Extrait de page:
J’ai lu enfin le mandement de l’archevêque de Paris[3] ; je vous avoue qu’il m’a paru modéré et raisonnable. Ôtez le nom de jésuite, il n’y aurait rien à répliquer ; mais il n’y a pas moyen d’avoir raison quand on soutient une société qui avait trouvé le secret, malgré sa politique, de déplaire à la nation depuis deux cents ans.

Est-il vrai qu’une jeune actrice[4] a débuté avec succès dans les rôles ingénus ? Je m’intéresse beaucoup plus à une nouvelle actrice qu’à un nouveau prédicateur. J’aime le tripot, et je veux que les Welches aient du plaisir.

Dès que j’ai un moment de relâche à mes maux, je songe à porter les derniers coups à l’Inf…[5] ; mais les frères sont dispersés, désunis, et j’ai peur d’être comme le vieux Priam :


· · · · · · · · · · Telum imbelle sine ictu.

(Virg.,. Éneid., lib. ii, v. 541.)


La lettre de M. Daumart est à peu près de même[6] ; l’archevêque d’Auch en rit ; il a cinquante mille écus de rente.

  1. Daumart n’était pas neveu, mais arrière-cousin maternel, de Voltaire ; sa lettre forme une des notes de la présente lettre.
  2. Matthieu, x, 16.
  3. Voyez page 66.
  4. Le Mercure et l’Almanach des spectacles ne parlent d’aucun début d’actrice au Théâtre-Français en mai 1764.

Consigne: Recopiez mot pour mot l'intégralité de l'extrait de lettre ci-dessus.

Extraits de liste:
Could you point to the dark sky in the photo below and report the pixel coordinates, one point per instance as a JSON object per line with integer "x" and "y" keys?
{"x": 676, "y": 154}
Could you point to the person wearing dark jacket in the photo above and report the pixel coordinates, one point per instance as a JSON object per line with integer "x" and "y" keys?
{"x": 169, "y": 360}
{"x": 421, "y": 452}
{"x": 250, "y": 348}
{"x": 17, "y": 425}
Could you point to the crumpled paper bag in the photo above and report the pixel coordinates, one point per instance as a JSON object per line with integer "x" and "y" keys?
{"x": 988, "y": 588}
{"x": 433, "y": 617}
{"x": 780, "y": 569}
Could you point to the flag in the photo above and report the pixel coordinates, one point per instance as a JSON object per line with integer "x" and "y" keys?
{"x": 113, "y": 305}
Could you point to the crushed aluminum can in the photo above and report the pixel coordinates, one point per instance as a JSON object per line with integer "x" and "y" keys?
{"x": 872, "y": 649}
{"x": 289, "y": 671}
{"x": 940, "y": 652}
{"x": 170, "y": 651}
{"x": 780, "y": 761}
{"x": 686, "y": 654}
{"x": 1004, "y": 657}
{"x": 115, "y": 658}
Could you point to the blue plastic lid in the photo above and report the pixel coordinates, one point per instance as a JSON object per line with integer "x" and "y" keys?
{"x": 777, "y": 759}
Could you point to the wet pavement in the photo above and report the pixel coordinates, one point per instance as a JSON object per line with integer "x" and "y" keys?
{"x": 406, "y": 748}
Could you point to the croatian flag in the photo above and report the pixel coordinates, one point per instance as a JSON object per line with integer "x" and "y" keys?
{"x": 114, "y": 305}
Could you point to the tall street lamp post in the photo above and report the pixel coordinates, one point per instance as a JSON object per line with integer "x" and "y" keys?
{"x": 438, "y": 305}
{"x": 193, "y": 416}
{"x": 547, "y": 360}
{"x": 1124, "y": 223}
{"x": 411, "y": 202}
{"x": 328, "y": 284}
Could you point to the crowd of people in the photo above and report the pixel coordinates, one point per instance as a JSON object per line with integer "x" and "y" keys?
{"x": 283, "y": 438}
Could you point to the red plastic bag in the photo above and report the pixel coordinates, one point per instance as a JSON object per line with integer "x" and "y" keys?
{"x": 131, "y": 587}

Corrigé:
J’ai lu enfin le mandement de l’archevêque de Paris[3] ; je vous avoue qu’il m’a paru modéré et raisonnable. Ôtez le nom de jésuite, il n’y aurait rien à répliquer ; mais il n’y a pas moyen d’avoir raison quand on soutient une société qui avait trouvé le secret, malgré sa politique, de déplaire à la nation depuis deux cents ans.

Est-il vrai qu’une jeune actrice[4] a débuté avec succès dans les rôles ingénus ? Je m’intéresse beaucoup plus à une nouvelle actrice qu’à un nouveau prédicateur. J’aime le tripot, et je veux que les Welches aient du plaisir.

Dès que j’ai un moment de relâche à mes maux, je songe à porter les derniers coups à l’Inf…[5] ; mais les frères sont dispersés, désunis, et j’ai peur d’être comme le vieux Priam :


· · · · · · · · · · Telum imbelle sine ictu.

(Virg.,. Éneid., lib. ii, v. 541.)


La lettre de M. Daumart est à peu près de même[6] ; l’archevêque d’Auch en rit ; il a cinquante mille écus de rente.

  1. Daumart n’était pas neveu, mais arrière-cousin maternel, de Voltaire ; sa lettre forme une des notes de la présente lettre.
  2. Matthieu, x, 16.
  3. Voyez page 66.
  4. Le Mercure et l’Almanach des spectacles ne parlent d’aucun début d’actrice au Théâtre-Français en mai 1764.